EXERCISE REQUIREMENTS: Provide the records once more, identical to the original.

__________________________________________________

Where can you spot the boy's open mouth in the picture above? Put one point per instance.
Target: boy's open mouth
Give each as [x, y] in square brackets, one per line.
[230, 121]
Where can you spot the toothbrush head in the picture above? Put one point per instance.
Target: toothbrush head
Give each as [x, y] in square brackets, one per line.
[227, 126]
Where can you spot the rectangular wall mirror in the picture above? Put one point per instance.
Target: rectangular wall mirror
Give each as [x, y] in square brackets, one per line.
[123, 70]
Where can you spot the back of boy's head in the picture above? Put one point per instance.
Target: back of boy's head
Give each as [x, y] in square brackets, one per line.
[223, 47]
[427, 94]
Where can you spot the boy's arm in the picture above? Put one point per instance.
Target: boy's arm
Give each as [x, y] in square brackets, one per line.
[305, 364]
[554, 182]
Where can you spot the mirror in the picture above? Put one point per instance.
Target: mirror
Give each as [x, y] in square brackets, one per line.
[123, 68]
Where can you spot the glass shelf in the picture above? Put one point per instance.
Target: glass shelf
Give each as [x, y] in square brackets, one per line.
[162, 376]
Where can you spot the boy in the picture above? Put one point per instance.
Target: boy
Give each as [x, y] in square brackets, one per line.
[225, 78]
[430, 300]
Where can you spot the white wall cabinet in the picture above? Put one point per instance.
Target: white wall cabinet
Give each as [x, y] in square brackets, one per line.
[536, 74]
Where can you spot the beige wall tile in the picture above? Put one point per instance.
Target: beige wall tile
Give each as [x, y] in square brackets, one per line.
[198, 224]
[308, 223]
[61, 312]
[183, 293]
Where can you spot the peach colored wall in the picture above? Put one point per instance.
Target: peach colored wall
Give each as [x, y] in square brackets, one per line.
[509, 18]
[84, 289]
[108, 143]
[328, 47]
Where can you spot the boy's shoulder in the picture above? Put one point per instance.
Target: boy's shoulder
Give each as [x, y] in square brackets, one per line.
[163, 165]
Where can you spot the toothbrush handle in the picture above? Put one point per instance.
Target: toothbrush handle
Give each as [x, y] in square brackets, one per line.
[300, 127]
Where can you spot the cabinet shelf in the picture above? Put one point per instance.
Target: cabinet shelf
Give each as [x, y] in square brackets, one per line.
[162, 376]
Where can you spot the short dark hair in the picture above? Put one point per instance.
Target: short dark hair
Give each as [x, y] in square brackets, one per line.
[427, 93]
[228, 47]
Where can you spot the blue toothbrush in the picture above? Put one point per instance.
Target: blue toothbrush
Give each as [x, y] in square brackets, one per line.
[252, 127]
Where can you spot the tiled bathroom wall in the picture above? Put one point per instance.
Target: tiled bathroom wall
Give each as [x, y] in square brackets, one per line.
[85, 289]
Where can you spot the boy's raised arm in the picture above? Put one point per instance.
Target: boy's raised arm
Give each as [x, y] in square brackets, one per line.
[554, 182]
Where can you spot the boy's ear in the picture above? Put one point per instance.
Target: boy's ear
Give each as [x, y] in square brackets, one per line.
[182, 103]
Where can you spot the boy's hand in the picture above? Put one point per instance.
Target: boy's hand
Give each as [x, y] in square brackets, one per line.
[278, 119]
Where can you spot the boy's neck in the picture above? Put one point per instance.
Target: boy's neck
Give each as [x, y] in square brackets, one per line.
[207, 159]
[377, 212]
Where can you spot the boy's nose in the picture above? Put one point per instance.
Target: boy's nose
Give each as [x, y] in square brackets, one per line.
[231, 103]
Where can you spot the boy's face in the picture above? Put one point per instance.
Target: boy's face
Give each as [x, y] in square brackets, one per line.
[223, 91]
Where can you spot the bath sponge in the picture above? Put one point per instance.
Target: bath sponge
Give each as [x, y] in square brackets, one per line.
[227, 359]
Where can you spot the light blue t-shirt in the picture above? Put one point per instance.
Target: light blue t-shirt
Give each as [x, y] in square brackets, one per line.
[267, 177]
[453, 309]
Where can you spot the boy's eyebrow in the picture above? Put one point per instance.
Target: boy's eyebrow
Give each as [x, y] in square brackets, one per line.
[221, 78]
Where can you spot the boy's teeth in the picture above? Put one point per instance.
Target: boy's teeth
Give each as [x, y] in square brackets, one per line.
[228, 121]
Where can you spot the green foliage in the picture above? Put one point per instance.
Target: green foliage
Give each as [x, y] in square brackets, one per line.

__________________________________________________

ANSWER IN FULL:
Where can you spot the boy's open mouth in the picture above? Put one point per instance.
Target: boy's open mouth
Give each as [x, y] in square brackets, one per line.
[230, 121]
Where can you spot the toothbrush head in the picture above? Put one point per instance.
Target: toothbrush head
Give each as [x, y] in square brackets, one per line.
[227, 126]
Where can you spot the rectangular wall mirror in the picture above? Put one point per instance.
Target: rectangular wall mirror
Give each as [x, y] in square brackets, one per line.
[123, 70]
Where can you spot the back of boy's head in the picture above? Put one point per instance.
Target: back of boy's head
Give each as [x, y] in square brackets, one per line.
[223, 47]
[427, 94]
Where can you spot the boy's arm in the picture above? Put one point per instance.
Target: boy's arm
Give each as [x, y] in square brackets, one per line.
[305, 364]
[554, 182]
Where can you spot the mirror in the picture above? Put one point per instance.
Target: mirror
Give each as [x, y] in square brackets, one per line.
[123, 68]
Where can you spot the glass shelf in the picture above? Put one point per instance.
Target: glass shelf
Give each as [x, y] in square brackets, one per line.
[162, 376]
Where can you spot the boy in the picture above? Put one point per instance.
Target: boy
Give each as [x, y] in square brackets, one per line.
[225, 78]
[430, 300]
Where can you spot the white wall cabinet in the picture above? Put one point per instance.
Target: white wall cabinet
Give each as [x, y] in square brackets, one per line.
[536, 74]
Where can you spot the beige wall tile in the picture above? Put one point per instance.
Target: beige wall tile
Give each as [x, y] in square brackets, one per line.
[198, 224]
[308, 223]
[61, 312]
[183, 293]
Where can you spot the peach colored wall in the picture above? Put one point per instance.
Target: peach colored wall
Give each as [x, y] in square brackets, one per line.
[509, 18]
[84, 289]
[108, 143]
[328, 47]
Where can you spot the boy's shoulder in the picture above? Put one point per instance.
Target: boy's shoulder
Give each as [x, y] in square brackets, one per line.
[163, 165]
Where can you spot the toothbrush handle in the picture above? Put one point per instance.
Target: toothbrush handle
Give each as [x, y] in square brackets, one per line.
[300, 127]
Where can you spot the cabinet shelf in the picture above? Put one point per instance.
Target: cabinet shelf
Give each as [x, y] in square brackets, one per line.
[162, 376]
Where can you spot the short dark hair in the picture above? Put one point per instance.
Target: short dark hair
Give each as [x, y] in square brackets, one per line.
[427, 93]
[228, 47]
Where can you spot the blue toothbrush in the picture above? Put one point per instance.
Target: blue toothbrush
Give each as [x, y] in square brackets, one per line.
[252, 127]
Where can you spot the tiled bathroom wall in the picture above? Put one point per instance.
Target: tiled bathroom wall
Give each as [x, y] in square brackets, one per line.
[85, 289]
Where can you spot the boy's raised arm in the picture above? Put one point per instance.
Target: boy's raised arm
Give each as [x, y] in square brackets, one per line.
[554, 182]
Where can you spot the boy's ear in the picture above? Put one point per instance.
Target: boy's ear
Give each as [x, y] in square brackets, one per line.
[182, 103]
Where can you spot the boy's hand in the picture above? Put one point per instance.
Target: boy's hand
Give each as [x, y] in square brackets, one per line.
[278, 119]
Where can you spot the boy's neck in the picture above? Put one point per instance.
Target: boy's neck
Give each as [x, y] in square brackets, one per line.
[207, 159]
[377, 212]
Where can you spot the boy's nose in the picture above? Put one point per instance.
Target: boy's nose
Give each as [x, y] in square brackets, one per line.
[231, 103]
Where can you spot the boy's face in the picture above? Put one point per instance.
Target: boy's face
Give each as [x, y] in square brackets, one per line.
[223, 91]
Where can you spot the bath sponge in the picture above? Put one point per instance.
Target: bath sponge
Give each as [x, y] in square brackets, one per line.
[227, 359]
Where can you spot the light blue t-shirt in the picture above? Put one point per instance.
Target: light blue t-shirt
Give each as [x, y] in square brackets, one per line.
[267, 177]
[453, 309]
Where can you spot the boy's eyebrow in the picture above? Put one point per instance.
Target: boy's eyebrow
Give each as [x, y] in square brackets, one per line.
[221, 78]
Where can you spot the boy's teeth in the picture above? Put one point per instance.
Target: boy's teeth
Give each as [x, y] in square brackets, one per line.
[228, 121]
Where can you spot the green foliage in the picture above? Put one point per instance.
Target: green foliage
Give each as [x, y] in square brackets, one per line.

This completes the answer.